Begin Text block
The NDR architecture can be understood as performing adaptive serialization of the problem. A key requirement for reusable computation is decomposing the problem into reusable building blocks, typically applied in sequential steps. The granularity of the decomposition determines the degree of reusability: fusing operations in a single step makes the processing faster (fewer steps), but also more specialized. Learning the most granular solutions is thus preferable for generalization. At the same time, not all processing should happen serially: branches of the computational graph that do not have common data dependencies can be processed independently in parallel, which we empirically observe in our NDR in the ListOps example (Sec. 4). This enables the architecture to get away with a number of computational steps reflecting the depth of the computational graph rather than the length of the input.
Transformers have seen tremendous successes across various application domains (Devlin et al., 2019; Brown and others, 2020; Dosovitskiy et al., 2021). Impressive results have been reported when they are scaled up with a large amount of data (Brown and others, 2020). On the other hand, simple tasks like those highlighted in the present work demonstrate that the Transformer architecture still struggles with basic reasoning. Particularly in algorithmic tasks, it is often the case that a sub-optimal choice of architecture/optimization method makes the model fall back to simple memorization. We argue that it is crucial to look at isolated problems which test specific generalization capability. This calls for a bottom-up approach: building on toy tasks that focus on individual aspects of generalization and using them for improving models.
Several prior works have proposed to use some sort of gating within Transformer architectures (Parisotto et al., 2020; Chaabouni et al., 2021). Our proposed copy gate is different from those as it satisfies two important properties. First, our copy gate allows the model to skip the entire Transformer layer (i.e., both the self-attention and the feedforward blocks) when the gate is closed. Second, the gate function is conditioned on the attention output such that the decision of opening or closing depends on information from all columns. While multiple gating variants have been proposed by Parisotto et al. (2020)
to stabilize Transformers for reinforcement learning, none of them can produce this behavior. Empirically, we also tried out a few other gating variants which do not satisfy the two properties above; we found them not to improve over regular Transformers in our preliminary experiments on compositional table lookup. Recent work by
Chaabouni et al. (2021)also makes use of “gating” in Transformers through a gated linear unit (GLU) activation function commonly used in convolutional NNs
(Dauphin et al., 2017). Transformer models with such an activation function were reported to outperform RNN baselines on a systematic generalization task (Dessì and Baroni, 2019). Unlike our copy gate or Parisotto et al. (2020)’s gating, such a gating activation does not have the “residual” term (i.e. a closed gate zeros out the input), which allows the model to skip a transformation. In a more general context, benefits of the GLU activation in Transformers vary across tasks (Irie et al., 2019; Shazeer, 2020). In language modeling, no improvement is typically obtained by using the standard highway gate instead of the residual connection in Transformers (Irie, 2020), while it yields improvements when combined with convolutional layers (Kim and Rush, 2016).Two recent works (Brooks et al., 2021; Banino et al., 2021) have used a form of parameterized geometric distribution (PGD; in the form of Eq. 7). Brooks et al. (2021) have used such a distribution to parameterize the movement of a pointer on a sequence of instructions. Banino et al. (2021) have used it to implement adaptive computation time (Schmidhuber, 2012; Graves, 2016). We use the PGD to obtain a generic attention mechanism as a replacement of the standard self-attention used in Transformers (Vaswani et al., 2017).
End Text block
Begin Extracted records
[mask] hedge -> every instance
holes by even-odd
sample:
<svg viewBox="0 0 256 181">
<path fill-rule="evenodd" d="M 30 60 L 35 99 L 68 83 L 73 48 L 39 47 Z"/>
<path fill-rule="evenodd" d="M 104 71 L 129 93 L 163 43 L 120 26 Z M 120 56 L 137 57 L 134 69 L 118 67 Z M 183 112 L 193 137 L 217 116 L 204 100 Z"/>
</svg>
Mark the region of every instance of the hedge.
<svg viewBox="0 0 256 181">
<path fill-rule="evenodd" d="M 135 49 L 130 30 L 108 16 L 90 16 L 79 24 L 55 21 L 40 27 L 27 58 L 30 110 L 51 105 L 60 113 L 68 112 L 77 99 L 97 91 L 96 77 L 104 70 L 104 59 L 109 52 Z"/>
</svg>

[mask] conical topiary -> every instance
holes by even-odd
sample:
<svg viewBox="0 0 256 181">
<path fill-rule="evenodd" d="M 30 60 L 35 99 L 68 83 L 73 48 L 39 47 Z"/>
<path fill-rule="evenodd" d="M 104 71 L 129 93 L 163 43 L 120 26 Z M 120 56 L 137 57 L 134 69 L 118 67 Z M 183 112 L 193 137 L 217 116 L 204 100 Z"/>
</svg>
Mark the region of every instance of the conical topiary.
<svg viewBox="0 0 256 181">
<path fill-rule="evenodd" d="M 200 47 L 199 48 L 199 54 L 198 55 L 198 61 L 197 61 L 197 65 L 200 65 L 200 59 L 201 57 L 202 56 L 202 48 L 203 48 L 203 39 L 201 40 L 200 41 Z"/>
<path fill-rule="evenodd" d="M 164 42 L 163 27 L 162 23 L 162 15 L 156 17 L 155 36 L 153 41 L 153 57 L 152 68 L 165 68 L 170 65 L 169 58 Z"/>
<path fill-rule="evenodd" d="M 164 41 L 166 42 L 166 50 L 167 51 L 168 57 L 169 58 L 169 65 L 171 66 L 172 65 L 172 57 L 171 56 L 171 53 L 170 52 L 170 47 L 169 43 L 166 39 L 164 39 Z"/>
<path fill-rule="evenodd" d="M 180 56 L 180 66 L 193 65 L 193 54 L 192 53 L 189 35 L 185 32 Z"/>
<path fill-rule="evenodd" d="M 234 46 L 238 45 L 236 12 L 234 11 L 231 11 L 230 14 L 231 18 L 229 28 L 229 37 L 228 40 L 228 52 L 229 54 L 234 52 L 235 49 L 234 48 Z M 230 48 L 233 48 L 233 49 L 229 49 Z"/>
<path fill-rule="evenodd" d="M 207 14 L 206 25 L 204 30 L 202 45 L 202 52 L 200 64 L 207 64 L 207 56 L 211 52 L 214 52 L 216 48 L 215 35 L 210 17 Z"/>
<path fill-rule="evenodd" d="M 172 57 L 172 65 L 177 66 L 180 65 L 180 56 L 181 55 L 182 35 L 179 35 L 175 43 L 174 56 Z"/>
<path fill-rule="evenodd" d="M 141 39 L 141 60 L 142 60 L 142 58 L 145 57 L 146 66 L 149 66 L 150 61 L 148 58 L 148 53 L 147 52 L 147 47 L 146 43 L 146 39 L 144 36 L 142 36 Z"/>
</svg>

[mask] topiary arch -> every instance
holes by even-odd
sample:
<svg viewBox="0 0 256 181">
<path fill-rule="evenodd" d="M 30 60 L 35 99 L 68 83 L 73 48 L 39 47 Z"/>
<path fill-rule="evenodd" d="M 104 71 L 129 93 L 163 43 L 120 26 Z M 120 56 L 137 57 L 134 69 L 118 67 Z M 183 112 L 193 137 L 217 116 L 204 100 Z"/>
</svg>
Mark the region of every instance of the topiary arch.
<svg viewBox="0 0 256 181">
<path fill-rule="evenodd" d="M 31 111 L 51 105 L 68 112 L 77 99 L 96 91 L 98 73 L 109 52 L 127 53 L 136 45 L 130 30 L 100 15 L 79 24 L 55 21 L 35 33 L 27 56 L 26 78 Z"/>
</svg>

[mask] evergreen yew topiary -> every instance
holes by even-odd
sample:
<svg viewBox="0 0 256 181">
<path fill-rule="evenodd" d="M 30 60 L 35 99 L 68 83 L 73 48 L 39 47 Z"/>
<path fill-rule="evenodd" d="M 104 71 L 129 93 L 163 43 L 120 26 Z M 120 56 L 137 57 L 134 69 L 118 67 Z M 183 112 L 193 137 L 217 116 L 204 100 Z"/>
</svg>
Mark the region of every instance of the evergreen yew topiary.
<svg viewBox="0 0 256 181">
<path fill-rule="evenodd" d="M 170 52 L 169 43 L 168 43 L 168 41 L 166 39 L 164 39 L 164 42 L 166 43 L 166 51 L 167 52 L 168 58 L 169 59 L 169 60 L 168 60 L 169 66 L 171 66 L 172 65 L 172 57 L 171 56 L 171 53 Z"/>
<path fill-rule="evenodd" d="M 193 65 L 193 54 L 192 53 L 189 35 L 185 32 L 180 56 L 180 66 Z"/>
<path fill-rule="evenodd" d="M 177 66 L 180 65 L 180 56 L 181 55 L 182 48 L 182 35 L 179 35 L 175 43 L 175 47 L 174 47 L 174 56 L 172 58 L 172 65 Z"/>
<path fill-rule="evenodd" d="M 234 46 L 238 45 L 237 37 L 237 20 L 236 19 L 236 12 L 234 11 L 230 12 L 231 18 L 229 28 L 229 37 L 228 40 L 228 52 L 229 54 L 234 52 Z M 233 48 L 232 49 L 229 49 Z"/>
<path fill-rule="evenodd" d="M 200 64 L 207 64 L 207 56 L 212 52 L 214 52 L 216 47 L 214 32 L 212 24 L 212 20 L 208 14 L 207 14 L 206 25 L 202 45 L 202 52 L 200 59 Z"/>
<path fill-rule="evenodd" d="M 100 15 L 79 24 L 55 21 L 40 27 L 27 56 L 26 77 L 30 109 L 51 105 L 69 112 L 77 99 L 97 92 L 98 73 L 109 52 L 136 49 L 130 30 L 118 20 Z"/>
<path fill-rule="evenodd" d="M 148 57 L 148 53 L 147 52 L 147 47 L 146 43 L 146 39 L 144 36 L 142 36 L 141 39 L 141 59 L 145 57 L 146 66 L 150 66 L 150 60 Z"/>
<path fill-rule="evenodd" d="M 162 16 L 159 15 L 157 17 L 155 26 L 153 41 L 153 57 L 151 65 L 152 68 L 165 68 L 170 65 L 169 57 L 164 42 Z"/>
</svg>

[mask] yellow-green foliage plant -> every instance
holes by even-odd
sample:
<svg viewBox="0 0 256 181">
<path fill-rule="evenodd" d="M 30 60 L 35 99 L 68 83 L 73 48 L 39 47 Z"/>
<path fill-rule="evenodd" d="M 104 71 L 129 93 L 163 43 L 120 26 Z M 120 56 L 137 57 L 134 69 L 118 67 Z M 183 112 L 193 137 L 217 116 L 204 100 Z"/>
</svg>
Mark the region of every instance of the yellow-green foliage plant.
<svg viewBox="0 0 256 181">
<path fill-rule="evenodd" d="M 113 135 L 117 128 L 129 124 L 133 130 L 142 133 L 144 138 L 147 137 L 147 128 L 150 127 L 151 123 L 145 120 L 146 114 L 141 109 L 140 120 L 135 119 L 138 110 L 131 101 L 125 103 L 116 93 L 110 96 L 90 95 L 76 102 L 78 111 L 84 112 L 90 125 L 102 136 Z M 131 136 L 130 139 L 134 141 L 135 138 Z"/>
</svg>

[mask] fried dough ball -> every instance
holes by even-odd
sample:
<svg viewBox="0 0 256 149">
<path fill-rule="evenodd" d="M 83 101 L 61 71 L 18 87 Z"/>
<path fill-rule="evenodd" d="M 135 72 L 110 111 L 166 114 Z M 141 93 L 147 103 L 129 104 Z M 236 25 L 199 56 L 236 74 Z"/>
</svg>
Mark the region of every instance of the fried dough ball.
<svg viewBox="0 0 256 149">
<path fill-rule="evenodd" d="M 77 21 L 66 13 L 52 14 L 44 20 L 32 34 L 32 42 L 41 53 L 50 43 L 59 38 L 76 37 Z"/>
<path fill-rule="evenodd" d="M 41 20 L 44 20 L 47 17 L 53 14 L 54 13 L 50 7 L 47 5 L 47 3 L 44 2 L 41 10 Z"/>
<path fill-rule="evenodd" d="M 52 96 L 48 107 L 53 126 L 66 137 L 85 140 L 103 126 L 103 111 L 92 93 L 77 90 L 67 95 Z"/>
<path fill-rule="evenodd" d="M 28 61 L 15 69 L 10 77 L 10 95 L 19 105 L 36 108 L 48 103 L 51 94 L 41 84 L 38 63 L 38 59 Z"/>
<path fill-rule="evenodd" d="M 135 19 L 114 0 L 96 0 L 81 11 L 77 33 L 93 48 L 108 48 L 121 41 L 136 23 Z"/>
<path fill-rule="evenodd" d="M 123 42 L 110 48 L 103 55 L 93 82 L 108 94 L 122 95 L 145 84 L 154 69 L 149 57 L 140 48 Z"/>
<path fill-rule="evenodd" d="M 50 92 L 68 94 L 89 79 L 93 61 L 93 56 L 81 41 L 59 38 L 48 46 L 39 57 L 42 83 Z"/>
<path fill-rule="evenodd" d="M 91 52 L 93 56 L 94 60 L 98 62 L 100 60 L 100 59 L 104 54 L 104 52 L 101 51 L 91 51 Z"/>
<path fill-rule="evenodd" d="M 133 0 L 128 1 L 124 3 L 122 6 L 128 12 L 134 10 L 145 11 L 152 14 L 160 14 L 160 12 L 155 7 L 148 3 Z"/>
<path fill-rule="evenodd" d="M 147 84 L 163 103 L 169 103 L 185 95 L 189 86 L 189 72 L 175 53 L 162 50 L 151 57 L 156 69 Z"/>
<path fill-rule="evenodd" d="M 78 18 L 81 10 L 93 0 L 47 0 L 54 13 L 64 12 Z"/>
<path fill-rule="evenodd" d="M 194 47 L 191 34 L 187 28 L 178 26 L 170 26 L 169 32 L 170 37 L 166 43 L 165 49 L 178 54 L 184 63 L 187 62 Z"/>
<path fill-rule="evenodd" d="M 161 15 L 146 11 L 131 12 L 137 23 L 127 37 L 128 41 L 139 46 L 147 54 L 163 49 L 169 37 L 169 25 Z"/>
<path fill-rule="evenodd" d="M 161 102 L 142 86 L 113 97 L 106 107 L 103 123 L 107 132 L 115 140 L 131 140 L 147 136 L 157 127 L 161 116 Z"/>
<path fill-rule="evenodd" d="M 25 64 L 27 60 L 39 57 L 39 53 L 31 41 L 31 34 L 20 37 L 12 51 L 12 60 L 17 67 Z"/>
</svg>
End Extracted records
What needs to be done: Continue the passage on Transformer gating and geometric attention from its final sentence.

Expected answer:
CTL was proposed as a task for evaluating the compositional ability of neural networks (Liska et al., 2018). Previous works evaluated RNNs, RNNs with attention, and Transformer architectures on this task with limited success (Hupkes et al., 2019; Dubois et al., 2020). Dubois et al. (2020) have proposed a special attention mechanism to augment the recurrent architecture. While they obtained good performance for the forward presentation order, the proposed model failed in the backward one. In contrast, two of our approaches (Sec. 3.1) achieve 100% generalization accuracy on this task for both orders.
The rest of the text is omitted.